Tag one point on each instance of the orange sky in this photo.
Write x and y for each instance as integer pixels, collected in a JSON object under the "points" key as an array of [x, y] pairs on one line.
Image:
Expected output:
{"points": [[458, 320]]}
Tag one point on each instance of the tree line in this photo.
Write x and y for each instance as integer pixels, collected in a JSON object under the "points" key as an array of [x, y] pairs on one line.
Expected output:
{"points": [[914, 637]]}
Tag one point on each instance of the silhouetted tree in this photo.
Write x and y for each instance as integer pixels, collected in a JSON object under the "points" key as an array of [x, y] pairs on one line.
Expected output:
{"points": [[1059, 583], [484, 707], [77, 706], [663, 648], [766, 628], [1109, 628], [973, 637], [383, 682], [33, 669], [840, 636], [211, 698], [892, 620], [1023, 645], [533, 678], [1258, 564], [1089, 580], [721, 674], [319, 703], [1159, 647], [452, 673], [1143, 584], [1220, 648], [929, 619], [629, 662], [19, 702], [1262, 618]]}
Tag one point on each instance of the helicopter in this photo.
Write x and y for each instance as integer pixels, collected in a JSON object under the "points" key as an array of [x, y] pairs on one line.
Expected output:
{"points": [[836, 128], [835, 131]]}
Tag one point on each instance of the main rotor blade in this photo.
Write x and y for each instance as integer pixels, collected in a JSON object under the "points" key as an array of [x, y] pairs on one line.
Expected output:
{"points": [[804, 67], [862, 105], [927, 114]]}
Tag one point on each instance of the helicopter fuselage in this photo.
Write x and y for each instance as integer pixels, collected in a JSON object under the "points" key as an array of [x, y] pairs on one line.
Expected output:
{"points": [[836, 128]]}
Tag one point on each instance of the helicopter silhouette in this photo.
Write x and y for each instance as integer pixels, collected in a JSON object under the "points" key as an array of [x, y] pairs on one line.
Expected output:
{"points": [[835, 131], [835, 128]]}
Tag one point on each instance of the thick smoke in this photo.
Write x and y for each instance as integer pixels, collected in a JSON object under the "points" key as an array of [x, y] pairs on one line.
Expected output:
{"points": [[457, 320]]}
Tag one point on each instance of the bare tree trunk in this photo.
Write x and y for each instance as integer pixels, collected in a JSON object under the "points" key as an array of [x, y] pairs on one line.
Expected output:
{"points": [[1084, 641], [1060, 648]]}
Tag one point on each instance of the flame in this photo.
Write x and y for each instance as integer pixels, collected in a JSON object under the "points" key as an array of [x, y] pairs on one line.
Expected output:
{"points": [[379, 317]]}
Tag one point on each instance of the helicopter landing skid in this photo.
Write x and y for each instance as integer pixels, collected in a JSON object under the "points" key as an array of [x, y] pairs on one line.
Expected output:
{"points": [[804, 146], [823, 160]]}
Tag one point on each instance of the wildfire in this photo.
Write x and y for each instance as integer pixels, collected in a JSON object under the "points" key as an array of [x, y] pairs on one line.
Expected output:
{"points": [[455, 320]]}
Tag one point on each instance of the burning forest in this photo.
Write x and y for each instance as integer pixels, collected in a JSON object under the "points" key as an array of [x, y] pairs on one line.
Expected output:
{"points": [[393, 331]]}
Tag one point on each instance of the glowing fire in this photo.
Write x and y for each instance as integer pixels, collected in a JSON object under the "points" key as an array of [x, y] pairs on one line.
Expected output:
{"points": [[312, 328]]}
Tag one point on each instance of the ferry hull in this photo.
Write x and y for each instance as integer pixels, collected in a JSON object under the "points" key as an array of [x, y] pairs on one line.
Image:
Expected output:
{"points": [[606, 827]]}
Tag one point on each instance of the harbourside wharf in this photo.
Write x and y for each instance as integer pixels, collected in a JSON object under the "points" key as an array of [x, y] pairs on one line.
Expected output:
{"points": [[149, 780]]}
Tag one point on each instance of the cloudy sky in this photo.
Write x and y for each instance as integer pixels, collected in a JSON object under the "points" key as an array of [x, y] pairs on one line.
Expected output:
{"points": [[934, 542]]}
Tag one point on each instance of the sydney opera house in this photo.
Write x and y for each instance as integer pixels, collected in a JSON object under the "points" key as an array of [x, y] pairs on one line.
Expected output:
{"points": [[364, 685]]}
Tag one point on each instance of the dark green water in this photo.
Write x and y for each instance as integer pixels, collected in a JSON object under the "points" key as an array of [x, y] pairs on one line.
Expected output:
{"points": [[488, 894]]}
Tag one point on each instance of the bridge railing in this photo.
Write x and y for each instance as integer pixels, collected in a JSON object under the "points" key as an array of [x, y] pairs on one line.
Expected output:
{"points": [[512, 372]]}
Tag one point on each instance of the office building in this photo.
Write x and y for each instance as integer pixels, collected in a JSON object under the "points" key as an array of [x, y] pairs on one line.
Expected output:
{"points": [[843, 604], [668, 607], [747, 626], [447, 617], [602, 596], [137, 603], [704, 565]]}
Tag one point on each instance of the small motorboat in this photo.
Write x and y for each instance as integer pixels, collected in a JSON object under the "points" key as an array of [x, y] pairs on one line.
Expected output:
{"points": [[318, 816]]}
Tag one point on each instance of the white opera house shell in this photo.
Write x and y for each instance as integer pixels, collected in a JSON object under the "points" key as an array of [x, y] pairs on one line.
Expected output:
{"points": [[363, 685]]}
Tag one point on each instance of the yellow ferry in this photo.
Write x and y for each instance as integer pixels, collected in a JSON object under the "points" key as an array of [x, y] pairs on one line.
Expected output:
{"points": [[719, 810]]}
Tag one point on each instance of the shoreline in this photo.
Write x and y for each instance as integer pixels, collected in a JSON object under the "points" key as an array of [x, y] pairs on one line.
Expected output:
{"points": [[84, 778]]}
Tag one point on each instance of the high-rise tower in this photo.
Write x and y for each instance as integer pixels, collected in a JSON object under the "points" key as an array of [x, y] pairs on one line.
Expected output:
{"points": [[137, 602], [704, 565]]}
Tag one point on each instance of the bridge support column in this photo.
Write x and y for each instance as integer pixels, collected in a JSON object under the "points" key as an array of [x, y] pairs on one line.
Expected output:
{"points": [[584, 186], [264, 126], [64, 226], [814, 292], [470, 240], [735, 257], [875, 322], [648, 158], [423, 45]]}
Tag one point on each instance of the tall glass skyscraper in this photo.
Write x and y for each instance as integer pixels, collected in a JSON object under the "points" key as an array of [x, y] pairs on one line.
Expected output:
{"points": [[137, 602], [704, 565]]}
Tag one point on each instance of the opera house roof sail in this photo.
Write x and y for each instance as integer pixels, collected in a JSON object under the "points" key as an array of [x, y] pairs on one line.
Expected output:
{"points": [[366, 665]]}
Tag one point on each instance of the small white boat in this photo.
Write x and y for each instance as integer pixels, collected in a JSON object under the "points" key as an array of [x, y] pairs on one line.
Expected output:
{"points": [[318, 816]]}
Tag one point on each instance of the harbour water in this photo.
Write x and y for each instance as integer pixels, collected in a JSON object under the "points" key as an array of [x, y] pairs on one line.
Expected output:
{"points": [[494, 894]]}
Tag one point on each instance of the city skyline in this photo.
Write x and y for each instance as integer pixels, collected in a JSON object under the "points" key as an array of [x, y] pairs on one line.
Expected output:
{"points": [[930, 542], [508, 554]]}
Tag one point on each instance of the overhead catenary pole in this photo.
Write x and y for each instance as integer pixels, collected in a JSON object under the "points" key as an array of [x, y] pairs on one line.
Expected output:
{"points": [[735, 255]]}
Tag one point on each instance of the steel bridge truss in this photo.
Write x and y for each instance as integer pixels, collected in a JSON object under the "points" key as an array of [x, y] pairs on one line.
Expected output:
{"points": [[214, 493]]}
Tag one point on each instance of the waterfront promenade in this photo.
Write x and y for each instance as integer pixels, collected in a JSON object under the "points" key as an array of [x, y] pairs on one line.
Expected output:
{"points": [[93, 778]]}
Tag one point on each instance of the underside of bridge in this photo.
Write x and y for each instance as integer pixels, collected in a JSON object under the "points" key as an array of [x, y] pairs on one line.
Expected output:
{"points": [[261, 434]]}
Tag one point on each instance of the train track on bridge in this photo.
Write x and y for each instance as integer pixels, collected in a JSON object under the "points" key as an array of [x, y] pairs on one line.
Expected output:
- - -
PROBLEM DETAILS: Copy out, from the records above, every line that holds the string "small".

OUTPUT OF THE TASK:
Tag one point on each instance of the small motorboat in this photo.
Tag one point on each instance of the small white boat in this photo.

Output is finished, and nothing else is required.